(DATA IN THIS EXERCISE)
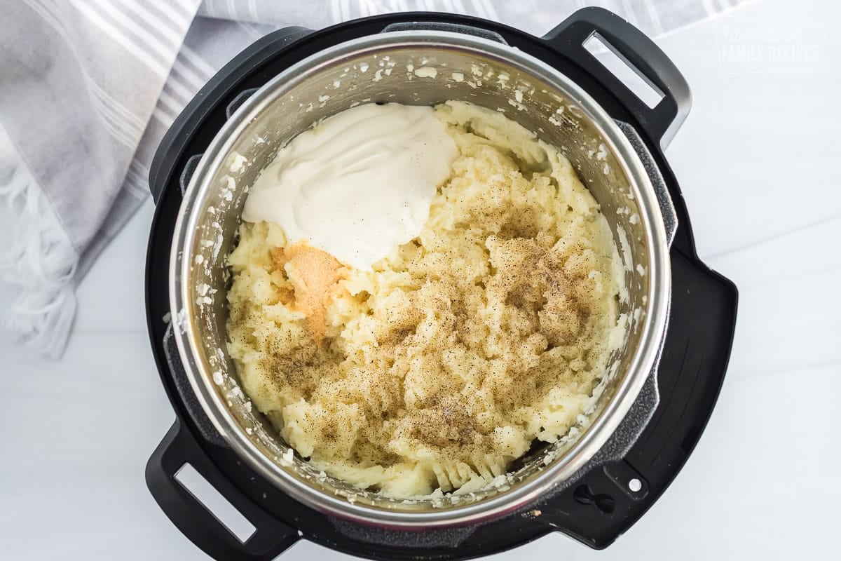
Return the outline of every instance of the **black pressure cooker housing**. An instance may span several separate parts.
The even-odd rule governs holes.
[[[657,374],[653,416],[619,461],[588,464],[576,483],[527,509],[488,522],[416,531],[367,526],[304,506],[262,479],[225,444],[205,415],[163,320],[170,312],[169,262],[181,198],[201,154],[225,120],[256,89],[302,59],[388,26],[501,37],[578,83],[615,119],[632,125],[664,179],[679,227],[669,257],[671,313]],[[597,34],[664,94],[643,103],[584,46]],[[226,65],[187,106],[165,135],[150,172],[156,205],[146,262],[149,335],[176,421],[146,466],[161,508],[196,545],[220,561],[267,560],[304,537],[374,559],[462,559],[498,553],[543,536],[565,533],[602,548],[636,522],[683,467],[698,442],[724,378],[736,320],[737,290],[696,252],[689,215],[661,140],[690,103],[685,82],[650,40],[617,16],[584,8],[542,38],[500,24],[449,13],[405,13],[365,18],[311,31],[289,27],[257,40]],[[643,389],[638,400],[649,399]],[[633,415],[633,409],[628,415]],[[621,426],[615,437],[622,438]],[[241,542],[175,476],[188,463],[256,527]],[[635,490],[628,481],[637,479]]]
==
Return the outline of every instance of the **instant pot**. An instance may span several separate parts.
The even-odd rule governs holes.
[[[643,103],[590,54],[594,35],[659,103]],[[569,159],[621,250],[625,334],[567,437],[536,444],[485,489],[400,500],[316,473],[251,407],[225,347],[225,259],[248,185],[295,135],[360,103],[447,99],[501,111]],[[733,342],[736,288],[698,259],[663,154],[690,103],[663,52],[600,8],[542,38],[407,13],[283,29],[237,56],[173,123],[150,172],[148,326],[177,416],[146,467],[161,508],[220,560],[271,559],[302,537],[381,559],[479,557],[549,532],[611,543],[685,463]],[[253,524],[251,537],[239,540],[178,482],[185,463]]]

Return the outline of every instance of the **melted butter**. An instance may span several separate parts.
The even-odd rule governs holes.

(REQUIREMENTS) List every line in the records above that contains the string "several", treating uppercase and lowercase letters as different.

(EXPECTED ANSWER)
Return the outline of every instance of the **black pressure cooker housing**. An instance may span several separate parts.
Return the outline of every instance of the **instant pot**. An instance may span several separate parts.
Return the outline of every instance of the **melted butter**. An instance may span several separate parts.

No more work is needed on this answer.